Extracted data entries
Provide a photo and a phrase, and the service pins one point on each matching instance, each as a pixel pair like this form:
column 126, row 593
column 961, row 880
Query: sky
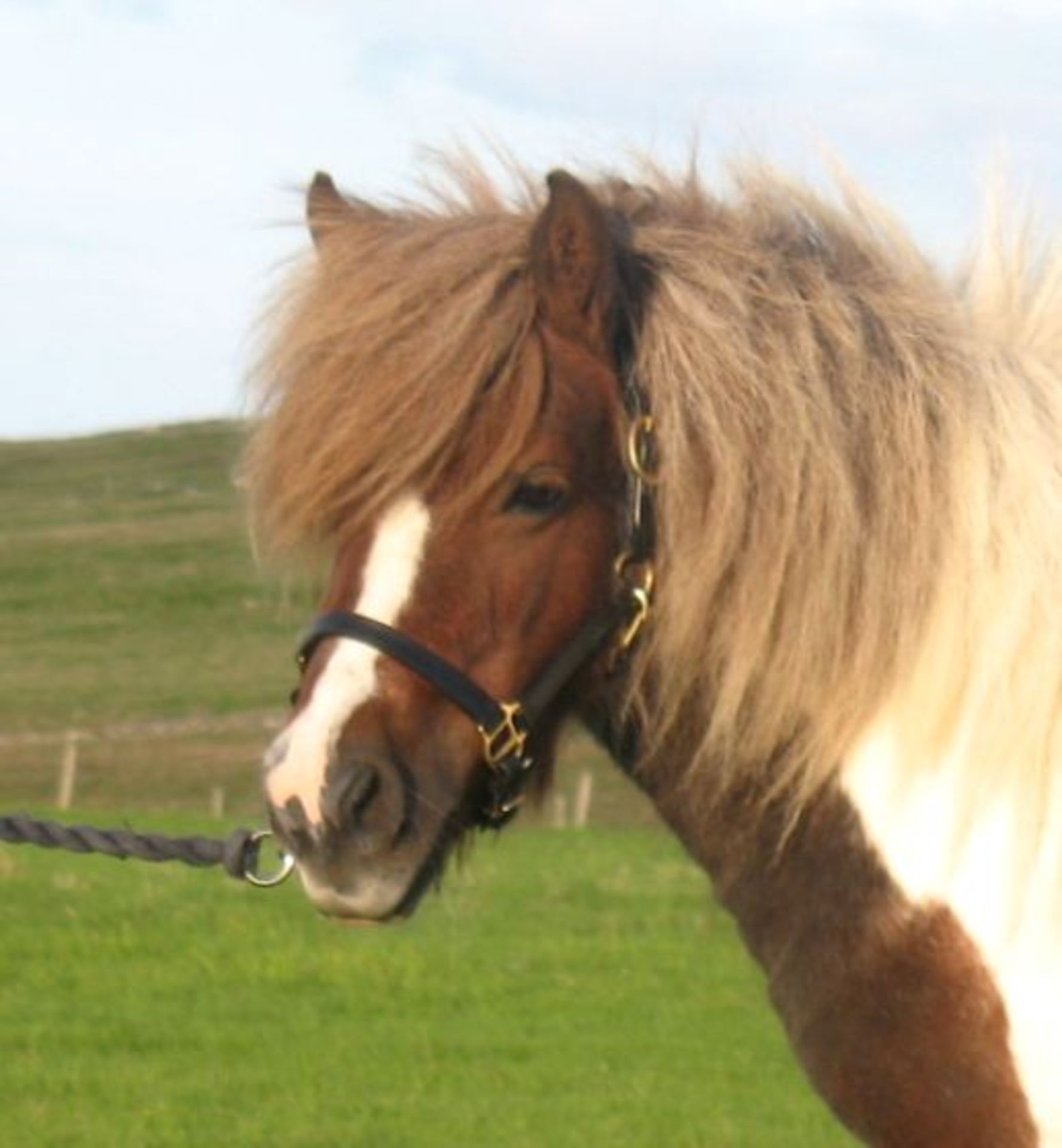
column 153, row 152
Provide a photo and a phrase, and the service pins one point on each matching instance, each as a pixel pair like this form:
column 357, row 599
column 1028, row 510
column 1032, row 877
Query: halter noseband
column 506, row 726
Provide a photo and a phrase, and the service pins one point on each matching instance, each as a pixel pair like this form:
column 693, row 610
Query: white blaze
column 299, row 758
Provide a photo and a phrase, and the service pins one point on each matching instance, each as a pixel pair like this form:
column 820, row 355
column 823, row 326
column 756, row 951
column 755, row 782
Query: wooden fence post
column 68, row 771
column 584, row 793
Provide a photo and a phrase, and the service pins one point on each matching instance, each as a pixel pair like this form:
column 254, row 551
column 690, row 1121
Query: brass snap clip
column 642, row 455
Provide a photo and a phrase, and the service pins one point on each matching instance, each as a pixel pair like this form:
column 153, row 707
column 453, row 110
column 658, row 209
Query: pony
column 775, row 508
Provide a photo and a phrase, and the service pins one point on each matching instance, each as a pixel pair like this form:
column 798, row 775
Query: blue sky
column 152, row 148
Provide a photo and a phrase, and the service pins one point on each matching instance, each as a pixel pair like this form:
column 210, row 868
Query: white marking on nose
column 298, row 761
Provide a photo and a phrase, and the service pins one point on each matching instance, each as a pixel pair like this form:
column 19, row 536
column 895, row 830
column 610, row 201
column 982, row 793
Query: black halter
column 506, row 726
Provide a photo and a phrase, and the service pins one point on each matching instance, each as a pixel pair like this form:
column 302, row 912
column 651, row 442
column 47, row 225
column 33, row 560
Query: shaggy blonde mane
column 860, row 503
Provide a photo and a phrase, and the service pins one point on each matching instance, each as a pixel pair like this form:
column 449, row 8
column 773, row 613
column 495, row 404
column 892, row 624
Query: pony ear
column 328, row 209
column 574, row 263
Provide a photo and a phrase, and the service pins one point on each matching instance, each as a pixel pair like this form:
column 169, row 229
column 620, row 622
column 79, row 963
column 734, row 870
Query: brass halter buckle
column 642, row 450
column 508, row 738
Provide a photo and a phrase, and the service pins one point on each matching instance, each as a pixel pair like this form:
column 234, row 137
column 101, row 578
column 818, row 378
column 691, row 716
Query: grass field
column 570, row 988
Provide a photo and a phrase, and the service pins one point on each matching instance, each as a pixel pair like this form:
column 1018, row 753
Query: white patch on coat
column 997, row 874
column 298, row 761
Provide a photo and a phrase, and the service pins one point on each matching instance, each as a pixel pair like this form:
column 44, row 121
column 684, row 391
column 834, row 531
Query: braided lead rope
column 239, row 853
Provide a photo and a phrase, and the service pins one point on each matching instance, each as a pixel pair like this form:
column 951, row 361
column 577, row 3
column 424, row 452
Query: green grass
column 569, row 989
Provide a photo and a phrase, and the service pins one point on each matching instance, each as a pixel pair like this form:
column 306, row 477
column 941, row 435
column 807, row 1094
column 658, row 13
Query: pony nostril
column 348, row 795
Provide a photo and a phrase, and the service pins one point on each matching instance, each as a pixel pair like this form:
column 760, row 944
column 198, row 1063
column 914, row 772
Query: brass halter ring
column 252, row 860
column 641, row 449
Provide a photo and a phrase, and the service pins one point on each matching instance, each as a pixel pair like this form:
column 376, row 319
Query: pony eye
column 538, row 497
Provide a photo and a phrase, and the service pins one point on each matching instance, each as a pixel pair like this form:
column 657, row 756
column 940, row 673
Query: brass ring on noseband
column 641, row 597
column 252, row 857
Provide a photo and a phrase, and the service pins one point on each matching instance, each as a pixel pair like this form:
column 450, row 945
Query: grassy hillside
column 127, row 585
column 129, row 599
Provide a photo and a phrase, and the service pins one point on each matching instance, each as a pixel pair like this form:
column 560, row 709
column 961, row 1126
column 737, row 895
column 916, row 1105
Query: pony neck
column 836, row 937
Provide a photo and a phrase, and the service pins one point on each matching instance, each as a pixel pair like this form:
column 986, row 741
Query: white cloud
column 151, row 145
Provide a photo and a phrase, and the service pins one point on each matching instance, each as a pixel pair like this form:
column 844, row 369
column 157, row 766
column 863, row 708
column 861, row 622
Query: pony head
column 475, row 514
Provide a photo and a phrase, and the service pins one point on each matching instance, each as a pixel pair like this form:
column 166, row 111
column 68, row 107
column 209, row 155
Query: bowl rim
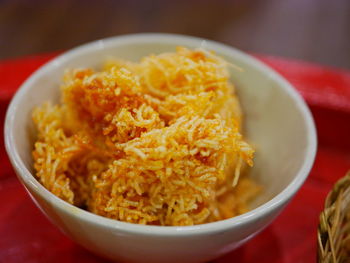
column 267, row 208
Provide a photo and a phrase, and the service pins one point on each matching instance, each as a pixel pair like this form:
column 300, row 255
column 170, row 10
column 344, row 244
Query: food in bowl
column 155, row 142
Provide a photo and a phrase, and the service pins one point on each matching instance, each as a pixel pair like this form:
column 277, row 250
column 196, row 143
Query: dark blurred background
column 312, row 30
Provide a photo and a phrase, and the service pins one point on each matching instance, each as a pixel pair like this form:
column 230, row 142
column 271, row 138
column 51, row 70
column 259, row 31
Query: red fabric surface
column 27, row 236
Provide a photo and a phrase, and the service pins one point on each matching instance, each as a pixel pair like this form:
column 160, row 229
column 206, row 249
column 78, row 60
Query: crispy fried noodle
column 155, row 142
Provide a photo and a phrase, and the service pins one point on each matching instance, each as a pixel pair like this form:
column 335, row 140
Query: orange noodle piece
column 151, row 142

> [WHAT YOU WILL DO] Rewrite all of the data above as a JSON list of strings, one string per line, leaving out blank lines and the pictures.

> [CORRECT RESPONSE]
[
  "Provide a photo and a phrase, and the service pins one point on each matching instance, each as a pixel pair like this form:",
  "column 126, row 593",
  "column 961, row 880",
  "Query: sky",
  "column 153, row 152",
  "Provide a photo and a phrase, and the service pins one point on each matching instance, each as a pixel pair like this form:",
  "column 357, row 599",
  "column 1028, row 510",
  "column 1032, row 877",
  "Query: halter noseband",
  "column 506, row 726",
  "Provide a photo and a phrase, and the service pins one point on each matching instance, each as a pixel pair like this form:",
  "column 693, row 610",
  "Query: white blaze",
  "column 299, row 758",
  "Provide a photo and a phrase, and the service pins one point on each matching instance, each as a pixel pair like this form:",
  "column 820, row 355",
  "column 823, row 326",
  "column 756, row 951",
  "column 755, row 782",
  "Query: wooden fence post",
  "column 68, row 771",
  "column 584, row 793",
  "Provide a photo and a phrase, and the service pins one point on each matching instance, each as a pixel pair like this form:",
  "column 254, row 551",
  "column 690, row 1121",
  "Query: brass snap clip",
  "column 642, row 455",
  "Provide a photo and a phrase, and the service pins one point on each matching instance, each as a pixel pair like this form:",
  "column 153, row 707",
  "column 453, row 110",
  "column 658, row 209",
  "Query: pony",
  "column 775, row 508",
  "Provide a photo and a phrase, and the service pins one point on each matching instance, each as a pixel pair like this form:",
  "column 798, row 775",
  "Query: blue sky",
  "column 152, row 148",
  "Provide a photo and a phrase, and the service pins one point on each matching instance, each as a pixel pair like this form:",
  "column 210, row 868",
  "Query: white marking on nose",
  "column 298, row 761",
  "Provide a photo and a phrase, and the service pins one point on each matching instance, each as a pixel pair like this form:",
  "column 19, row 536",
  "column 895, row 830",
  "column 610, row 201",
  "column 982, row 793",
  "Query: black halter",
  "column 506, row 726",
  "Provide a photo and a phrase, and the service pins one point on each matching instance, each as a pixel pair like this form:",
  "column 302, row 912",
  "column 651, row 442",
  "column 47, row 225",
  "column 33, row 560",
  "Query: shaggy blonde mane",
  "column 860, row 503",
  "Provide a photo and a phrase, and the service pins one point on each matching instance, each as a pixel pair like this form:",
  "column 449, row 8",
  "column 773, row 613",
  "column 495, row 404",
  "column 892, row 624",
  "Query: pony ear",
  "column 328, row 209",
  "column 574, row 263",
  "Provide a photo and a phrase, and the service pins one point on each matching instance, each as a pixel pair like this form:",
  "column 169, row 229",
  "column 620, row 622",
  "column 79, row 963",
  "column 734, row 870",
  "Query: brass halter buckle",
  "column 642, row 450",
  "column 508, row 738",
  "Provide a photo and a phrase, and the service pins one point on each matching instance, each as a pixel pair like this form:",
  "column 234, row 137",
  "column 101, row 578",
  "column 818, row 378",
  "column 691, row 716",
  "Query: grass field",
  "column 570, row 988",
  "Provide a photo and a phrase, and the service pins one point on each matching instance, each as a pixel pair like this form:",
  "column 1018, row 753",
  "Query: white patch on coat",
  "column 997, row 874",
  "column 298, row 761",
  "Provide a photo and a phrase, and the service pins one point on each matching instance, each as a pixel pair like this form:",
  "column 44, row 121",
  "column 684, row 391",
  "column 834, row 531",
  "Query: braided lead rope",
  "column 239, row 853",
  "Provide a photo and a phrase, and the service pins one point on each matching instance, each as a pixel pair like this form:",
  "column 951, row 361",
  "column 577, row 3",
  "column 424, row 452",
  "Query: green grass",
  "column 569, row 989",
  "Provide a photo and a phrase, and the service pins one point on each matching instance, each as a pixel pair like this form:",
  "column 306, row 477",
  "column 941, row 435",
  "column 807, row 1094",
  "column 658, row 13",
  "Query: pony nostril",
  "column 348, row 795",
  "Provide a photo and a phrase, and the service pins one point on each matching instance, each as a pixel pair like this form:",
  "column 760, row 944",
  "column 198, row 1063",
  "column 914, row 772",
  "Query: brass halter ring",
  "column 252, row 860",
  "column 641, row 449",
  "Provide a photo and a phrase, and the service pins one point on each matching instance, each as a pixel pair like this form:",
  "column 376, row 319",
  "Query: pony eye",
  "column 538, row 497",
  "Provide a photo and a phrase, and the service pins one point on each matching instance, each as a pixel pair like this form:",
  "column 657, row 756",
  "column 940, row 673",
  "Query: brass ring on noseband",
  "column 641, row 597",
  "column 252, row 857",
  "Provide a photo and a phrase, and the service pins one point on each matching instance, each as a pixel pair like this form:",
  "column 450, row 945",
  "Query: grassy hillside",
  "column 127, row 585",
  "column 129, row 599",
  "Provide a photo and a phrase, and the service pins one point on each matching instance, each as a pixel pair like this form:",
  "column 560, row 709",
  "column 961, row 1126",
  "column 737, row 895",
  "column 916, row 1105",
  "Query: pony neck",
  "column 836, row 937",
  "Provide a photo and a phrase, and the service pins one point on each matching instance, each as a pixel pair like this form:",
  "column 986, row 741",
  "Query: white cloud",
  "column 151, row 145",
  "Provide a photo and a phrase, and the service pins one point on each matching instance, each as a pixel pair like this form:",
  "column 844, row 369",
  "column 157, row 766",
  "column 863, row 708",
  "column 861, row 622",
  "Query: pony head",
  "column 475, row 514",
  "Provide a photo and a phrase, and the service pins one point on each matching instance, each as a pixel pair like this form:",
  "column 166, row 111",
  "column 68, row 107",
  "column 209, row 155",
  "Query: bowl rim",
  "column 267, row 208",
  "Provide a photo and a phrase, and the service pins one point on each matching instance, each as a pixel pair like this form:",
  "column 300, row 255",
  "column 170, row 10",
  "column 344, row 244",
  "Query: food in bowl",
  "column 155, row 142",
  "Provide a photo and a phrase, and the service pins one point on each matching instance, each as a pixel pair like this form:",
  "column 277, row 250",
  "column 196, row 143",
  "Query: dark blurred background",
  "column 312, row 30",
  "Provide a photo and a phrase, and the service pins one point on each matching instance, each as a pixel pair like this form:",
  "column 230, row 142",
  "column 271, row 138",
  "column 51, row 70",
  "column 259, row 31",
  "Query: red fabric surface",
  "column 27, row 236",
  "Provide a photo and a phrase, and the service pins one point on each matching instance, each as a pixel pair like this form:",
  "column 160, row 229",
  "column 206, row 249",
  "column 78, row 60",
  "Query: crispy fried noodle",
  "column 155, row 142",
  "Provide a photo and a phrase, and the service pins one point on each matching instance, each as a pixel pair like this form:",
  "column 335, row 140",
  "Query: orange noodle piece",
  "column 151, row 142"
]